→ **EXCERPT**
▶
Last week, during my dad’s birthday party, my uncle Ed, my dad, my sister, and I got to talking about the road rage incidents we’ve witnessed (and participated in). Quite a few stories were trotted out, and I share one with you now. Don’t worry, more will follow soon.

Road Rage Episode 4 (the others are in my archives, and I’ll link to them once I find them)

My Uncle Ed was in Divisoria, along that tiny road off Recto which leads into a packed alley that gives on to the Tutuban parking area. He was crawling north in what was supposed to be a two-lane road, but the circus of street vendors reduced it to one and half a road. Traffic was, as is to be expected, lousy, and one impatient truck driving lout decided that going into the oncoming lane (despite the presence of oncoming traffic!) was the best solution. As most lower life forms do when given control of a machine smarter than him, this one blocked the passage of vehicles in the oncoming lane, where my Uncle Ed’s car was the lead vehicle.

My even-tempered uncle came out and tried to reason with the meat-brained driver, who spat a huge gob of phlegm out his window and said, “Nauna na ako e, di kayo lahat ang umatras!” (I got here first; you all back up now!) He then rolled up his window and proceeded to ignore my uncle's entreaties and the deafening barrage of honking from the aggrieved drivers; his equally shit-for-brains helpers waved at everyone in the oncoming lane to back up.
◀
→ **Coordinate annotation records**
▶
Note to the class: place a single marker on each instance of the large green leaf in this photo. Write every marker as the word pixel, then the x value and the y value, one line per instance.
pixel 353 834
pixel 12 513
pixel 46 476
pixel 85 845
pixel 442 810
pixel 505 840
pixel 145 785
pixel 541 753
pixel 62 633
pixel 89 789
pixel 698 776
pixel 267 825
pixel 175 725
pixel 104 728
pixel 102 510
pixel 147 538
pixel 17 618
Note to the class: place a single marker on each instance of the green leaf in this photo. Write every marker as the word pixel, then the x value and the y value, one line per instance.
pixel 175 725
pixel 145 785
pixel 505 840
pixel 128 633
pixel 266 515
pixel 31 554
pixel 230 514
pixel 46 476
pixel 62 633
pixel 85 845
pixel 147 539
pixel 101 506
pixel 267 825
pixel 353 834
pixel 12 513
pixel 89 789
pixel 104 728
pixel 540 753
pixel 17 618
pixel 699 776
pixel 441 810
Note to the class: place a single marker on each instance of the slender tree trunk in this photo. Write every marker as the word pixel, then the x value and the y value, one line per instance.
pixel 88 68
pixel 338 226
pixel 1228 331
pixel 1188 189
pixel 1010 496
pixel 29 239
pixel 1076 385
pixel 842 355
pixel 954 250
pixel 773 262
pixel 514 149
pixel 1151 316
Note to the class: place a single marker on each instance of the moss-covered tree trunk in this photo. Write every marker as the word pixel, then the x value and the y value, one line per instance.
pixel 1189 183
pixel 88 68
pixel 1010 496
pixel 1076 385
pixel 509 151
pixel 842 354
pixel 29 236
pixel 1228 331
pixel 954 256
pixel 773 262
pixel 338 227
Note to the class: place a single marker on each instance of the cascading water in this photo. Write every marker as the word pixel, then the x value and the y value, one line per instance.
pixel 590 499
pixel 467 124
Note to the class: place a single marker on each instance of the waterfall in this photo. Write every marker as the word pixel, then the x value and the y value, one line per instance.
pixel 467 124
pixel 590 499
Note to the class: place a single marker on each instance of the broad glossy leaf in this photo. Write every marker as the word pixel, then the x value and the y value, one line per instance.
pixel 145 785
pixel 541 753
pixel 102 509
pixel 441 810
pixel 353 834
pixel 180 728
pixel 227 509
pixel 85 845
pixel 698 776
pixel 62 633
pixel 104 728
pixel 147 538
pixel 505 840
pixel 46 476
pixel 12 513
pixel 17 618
◀
→ **DIRECTIONS**
In the road rage excerpt, what did the truck driver's helpers do while he ignored Uncle Ed?

→ **TASK OUTPUT**
They waved at everyone in the oncoming lane to back up.